EXERCISE REQUIREMENTS: Please return, word for word, the lines of the records between the line containing "Can you kindly outline every grassy meadow" and the line containing "120 688 146 711", inclusive, and nothing else.

── RECORDS FOR THIS EXERCISE ──

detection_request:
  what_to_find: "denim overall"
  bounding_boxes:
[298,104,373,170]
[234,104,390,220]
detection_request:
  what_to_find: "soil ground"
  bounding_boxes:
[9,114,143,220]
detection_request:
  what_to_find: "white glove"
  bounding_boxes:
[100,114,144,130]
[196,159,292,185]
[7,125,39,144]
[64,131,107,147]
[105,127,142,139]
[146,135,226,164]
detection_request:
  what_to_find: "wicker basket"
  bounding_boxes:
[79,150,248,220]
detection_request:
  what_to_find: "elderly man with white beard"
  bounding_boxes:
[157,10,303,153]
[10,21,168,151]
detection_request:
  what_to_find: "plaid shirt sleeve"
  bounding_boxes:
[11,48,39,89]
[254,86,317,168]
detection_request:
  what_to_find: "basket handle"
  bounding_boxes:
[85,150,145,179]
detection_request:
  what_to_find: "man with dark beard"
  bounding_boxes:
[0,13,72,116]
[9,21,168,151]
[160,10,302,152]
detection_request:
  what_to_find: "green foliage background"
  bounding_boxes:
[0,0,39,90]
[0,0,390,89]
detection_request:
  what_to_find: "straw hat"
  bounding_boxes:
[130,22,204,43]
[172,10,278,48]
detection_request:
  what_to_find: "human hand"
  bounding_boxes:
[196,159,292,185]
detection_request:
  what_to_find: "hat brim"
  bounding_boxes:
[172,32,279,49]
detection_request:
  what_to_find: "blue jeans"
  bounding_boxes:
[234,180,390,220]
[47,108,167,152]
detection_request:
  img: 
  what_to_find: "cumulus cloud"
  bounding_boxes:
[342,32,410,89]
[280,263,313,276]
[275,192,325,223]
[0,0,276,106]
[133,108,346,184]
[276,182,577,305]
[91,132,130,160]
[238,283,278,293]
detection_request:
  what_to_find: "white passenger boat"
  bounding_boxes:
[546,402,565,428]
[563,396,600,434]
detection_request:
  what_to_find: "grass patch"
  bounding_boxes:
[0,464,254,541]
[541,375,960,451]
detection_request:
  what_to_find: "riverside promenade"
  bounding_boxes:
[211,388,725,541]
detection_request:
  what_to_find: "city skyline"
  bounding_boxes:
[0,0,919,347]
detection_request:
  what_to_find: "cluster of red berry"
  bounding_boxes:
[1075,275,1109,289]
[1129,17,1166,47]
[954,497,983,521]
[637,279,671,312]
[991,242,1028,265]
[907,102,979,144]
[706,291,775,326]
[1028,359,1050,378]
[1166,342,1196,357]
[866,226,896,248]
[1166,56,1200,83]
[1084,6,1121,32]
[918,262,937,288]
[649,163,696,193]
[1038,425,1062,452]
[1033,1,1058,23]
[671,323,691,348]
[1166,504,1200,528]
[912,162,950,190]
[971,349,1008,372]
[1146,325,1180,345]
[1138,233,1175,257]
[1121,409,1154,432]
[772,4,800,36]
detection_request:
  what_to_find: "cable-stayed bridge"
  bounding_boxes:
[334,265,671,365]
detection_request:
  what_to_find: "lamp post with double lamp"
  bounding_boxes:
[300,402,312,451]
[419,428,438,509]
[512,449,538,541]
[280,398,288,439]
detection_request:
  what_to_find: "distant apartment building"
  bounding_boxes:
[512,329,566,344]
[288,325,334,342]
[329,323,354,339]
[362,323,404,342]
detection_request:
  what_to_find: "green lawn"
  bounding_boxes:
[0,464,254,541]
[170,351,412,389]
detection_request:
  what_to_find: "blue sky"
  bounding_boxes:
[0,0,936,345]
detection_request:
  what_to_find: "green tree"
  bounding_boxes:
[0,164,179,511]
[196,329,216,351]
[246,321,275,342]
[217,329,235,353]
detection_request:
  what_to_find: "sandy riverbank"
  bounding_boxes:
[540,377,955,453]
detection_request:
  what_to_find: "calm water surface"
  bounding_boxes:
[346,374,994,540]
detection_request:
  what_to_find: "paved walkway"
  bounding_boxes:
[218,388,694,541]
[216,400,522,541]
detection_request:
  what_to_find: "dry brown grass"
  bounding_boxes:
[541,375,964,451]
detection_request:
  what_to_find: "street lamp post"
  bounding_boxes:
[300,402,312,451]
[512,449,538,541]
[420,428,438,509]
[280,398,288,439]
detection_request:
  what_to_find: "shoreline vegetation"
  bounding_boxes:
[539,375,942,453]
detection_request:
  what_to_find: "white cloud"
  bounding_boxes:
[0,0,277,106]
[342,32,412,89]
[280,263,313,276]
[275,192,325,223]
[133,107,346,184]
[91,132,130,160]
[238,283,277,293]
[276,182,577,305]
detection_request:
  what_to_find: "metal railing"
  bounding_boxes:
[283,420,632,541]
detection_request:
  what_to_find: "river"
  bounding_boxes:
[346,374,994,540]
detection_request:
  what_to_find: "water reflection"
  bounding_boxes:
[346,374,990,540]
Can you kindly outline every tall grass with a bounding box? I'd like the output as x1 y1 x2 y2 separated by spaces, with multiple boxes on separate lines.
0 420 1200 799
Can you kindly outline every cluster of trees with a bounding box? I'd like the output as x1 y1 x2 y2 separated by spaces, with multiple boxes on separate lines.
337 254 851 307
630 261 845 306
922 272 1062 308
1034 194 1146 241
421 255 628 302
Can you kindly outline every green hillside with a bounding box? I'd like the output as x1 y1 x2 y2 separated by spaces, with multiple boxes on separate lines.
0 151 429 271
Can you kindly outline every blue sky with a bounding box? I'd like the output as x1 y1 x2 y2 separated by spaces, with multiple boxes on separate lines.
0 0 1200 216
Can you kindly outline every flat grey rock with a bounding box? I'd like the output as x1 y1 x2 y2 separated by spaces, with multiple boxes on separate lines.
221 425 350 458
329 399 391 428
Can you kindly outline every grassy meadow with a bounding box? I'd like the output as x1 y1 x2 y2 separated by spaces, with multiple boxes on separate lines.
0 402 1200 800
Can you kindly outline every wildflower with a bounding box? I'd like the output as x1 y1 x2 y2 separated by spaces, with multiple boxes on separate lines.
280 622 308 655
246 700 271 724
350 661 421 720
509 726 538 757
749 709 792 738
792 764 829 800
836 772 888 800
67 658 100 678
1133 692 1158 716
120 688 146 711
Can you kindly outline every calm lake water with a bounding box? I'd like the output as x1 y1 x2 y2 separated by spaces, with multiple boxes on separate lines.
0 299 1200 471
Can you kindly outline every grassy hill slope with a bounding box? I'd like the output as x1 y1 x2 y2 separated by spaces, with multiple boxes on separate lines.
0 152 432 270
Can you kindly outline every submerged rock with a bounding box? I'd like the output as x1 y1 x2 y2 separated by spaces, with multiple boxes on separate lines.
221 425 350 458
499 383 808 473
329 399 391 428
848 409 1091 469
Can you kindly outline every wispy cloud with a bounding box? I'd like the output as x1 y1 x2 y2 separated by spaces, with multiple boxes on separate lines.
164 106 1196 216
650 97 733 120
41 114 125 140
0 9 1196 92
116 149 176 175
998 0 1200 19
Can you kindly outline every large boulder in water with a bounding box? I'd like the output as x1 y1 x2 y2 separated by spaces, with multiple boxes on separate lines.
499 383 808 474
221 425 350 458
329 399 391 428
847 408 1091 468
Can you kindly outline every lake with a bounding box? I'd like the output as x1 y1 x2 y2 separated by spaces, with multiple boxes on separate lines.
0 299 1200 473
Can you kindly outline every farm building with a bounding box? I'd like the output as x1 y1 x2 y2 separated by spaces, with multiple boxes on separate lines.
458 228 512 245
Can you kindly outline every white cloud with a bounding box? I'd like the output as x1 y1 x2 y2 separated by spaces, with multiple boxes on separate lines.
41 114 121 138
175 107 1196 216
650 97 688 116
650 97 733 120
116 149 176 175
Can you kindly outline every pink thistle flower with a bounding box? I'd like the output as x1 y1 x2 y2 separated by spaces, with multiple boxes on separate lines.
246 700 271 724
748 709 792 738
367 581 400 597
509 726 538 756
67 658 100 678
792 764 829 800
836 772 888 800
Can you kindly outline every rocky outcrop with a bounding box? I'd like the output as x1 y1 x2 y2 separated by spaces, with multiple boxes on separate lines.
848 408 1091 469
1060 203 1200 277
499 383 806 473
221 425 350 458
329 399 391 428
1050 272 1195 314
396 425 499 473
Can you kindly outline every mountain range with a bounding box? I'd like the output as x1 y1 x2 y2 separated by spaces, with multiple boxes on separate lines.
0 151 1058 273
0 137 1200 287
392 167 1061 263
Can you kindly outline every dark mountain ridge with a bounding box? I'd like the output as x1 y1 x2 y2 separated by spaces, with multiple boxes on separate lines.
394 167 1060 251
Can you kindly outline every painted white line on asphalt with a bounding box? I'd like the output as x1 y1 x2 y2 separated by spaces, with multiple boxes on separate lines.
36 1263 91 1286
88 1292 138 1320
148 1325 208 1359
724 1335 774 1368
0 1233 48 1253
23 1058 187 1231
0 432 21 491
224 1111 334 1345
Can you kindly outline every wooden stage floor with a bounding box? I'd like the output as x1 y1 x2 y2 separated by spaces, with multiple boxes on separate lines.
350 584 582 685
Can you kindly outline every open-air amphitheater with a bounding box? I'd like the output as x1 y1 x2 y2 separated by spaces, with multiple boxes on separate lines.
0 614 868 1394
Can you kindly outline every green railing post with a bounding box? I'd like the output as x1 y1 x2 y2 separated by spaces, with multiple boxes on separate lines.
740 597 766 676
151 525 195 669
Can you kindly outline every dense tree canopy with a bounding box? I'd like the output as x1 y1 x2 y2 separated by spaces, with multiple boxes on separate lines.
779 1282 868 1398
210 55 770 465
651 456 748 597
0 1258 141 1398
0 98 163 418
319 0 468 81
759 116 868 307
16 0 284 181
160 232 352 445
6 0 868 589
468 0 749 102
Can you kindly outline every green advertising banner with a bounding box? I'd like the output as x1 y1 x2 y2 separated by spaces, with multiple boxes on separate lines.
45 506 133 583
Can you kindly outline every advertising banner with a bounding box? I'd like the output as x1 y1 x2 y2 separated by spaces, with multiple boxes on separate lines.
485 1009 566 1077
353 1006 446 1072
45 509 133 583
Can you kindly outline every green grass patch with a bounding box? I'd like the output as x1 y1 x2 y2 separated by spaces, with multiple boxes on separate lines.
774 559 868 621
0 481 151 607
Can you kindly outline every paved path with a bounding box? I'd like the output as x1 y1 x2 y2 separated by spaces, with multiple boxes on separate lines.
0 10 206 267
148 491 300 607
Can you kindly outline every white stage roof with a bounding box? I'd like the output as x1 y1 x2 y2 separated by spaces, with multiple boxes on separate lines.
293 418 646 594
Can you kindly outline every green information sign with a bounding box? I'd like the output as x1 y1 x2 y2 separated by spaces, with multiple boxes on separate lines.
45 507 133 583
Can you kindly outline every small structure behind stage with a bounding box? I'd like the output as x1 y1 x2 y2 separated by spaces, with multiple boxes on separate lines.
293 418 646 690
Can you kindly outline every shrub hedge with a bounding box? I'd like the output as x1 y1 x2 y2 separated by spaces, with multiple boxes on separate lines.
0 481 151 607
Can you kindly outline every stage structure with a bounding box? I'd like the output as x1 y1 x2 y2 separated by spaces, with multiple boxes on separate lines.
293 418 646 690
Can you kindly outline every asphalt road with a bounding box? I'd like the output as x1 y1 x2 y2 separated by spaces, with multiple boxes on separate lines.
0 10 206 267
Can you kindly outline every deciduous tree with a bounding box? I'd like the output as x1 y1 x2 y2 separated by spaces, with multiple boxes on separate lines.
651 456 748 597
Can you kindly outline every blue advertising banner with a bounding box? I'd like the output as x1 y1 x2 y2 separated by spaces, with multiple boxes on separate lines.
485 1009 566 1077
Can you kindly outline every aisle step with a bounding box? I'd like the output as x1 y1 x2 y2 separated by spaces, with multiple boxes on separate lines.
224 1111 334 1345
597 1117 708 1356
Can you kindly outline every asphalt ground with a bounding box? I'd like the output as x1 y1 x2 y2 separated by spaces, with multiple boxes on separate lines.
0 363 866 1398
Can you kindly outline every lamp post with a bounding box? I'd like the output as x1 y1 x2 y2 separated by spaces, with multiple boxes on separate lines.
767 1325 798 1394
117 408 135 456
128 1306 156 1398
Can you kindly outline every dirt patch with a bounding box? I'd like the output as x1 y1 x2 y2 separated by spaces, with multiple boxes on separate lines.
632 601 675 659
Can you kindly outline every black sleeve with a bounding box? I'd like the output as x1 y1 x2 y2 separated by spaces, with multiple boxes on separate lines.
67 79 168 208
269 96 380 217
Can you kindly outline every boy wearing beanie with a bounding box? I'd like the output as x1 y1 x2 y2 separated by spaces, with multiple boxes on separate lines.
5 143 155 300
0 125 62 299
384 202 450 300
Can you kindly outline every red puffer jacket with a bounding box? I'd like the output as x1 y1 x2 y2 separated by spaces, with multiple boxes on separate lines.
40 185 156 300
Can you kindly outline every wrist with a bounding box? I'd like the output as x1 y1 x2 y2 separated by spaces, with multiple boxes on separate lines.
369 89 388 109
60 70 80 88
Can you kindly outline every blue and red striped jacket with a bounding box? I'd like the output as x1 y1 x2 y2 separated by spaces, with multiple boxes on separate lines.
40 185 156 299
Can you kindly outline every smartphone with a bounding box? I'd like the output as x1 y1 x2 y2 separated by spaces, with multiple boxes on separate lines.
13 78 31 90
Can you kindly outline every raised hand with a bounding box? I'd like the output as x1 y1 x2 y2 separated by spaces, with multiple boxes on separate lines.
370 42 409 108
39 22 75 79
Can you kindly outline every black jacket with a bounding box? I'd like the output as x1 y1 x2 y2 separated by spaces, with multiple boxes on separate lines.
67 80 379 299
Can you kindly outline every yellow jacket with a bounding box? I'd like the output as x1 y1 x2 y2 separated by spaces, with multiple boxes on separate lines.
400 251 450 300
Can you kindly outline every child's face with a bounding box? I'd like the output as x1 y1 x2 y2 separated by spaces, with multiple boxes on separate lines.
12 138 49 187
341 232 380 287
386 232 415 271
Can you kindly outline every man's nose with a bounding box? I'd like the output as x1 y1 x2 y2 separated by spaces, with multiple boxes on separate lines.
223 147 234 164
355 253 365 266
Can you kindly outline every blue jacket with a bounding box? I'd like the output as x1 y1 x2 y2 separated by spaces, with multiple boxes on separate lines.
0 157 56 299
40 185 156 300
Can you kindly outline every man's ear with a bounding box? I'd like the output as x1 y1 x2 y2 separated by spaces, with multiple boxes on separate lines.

───

TASK RESULT:
Can you kindly outline every grassy meadow with a bounding box? I'd like the output as x1 y1 x2 y2 separated by spaces, with multiple boxes on separate lines.
0 402 1200 800
Can you kindly outline every wildflower with a bounding box? I'd like the output as x1 y1 x2 y2 separated by spaces, with multiple boxes on separate lines.
280 622 308 655
246 700 271 724
350 661 421 720
509 726 538 757
749 709 792 738
792 764 829 800
836 772 888 800
67 658 100 678
1133 692 1158 716
120 688 146 711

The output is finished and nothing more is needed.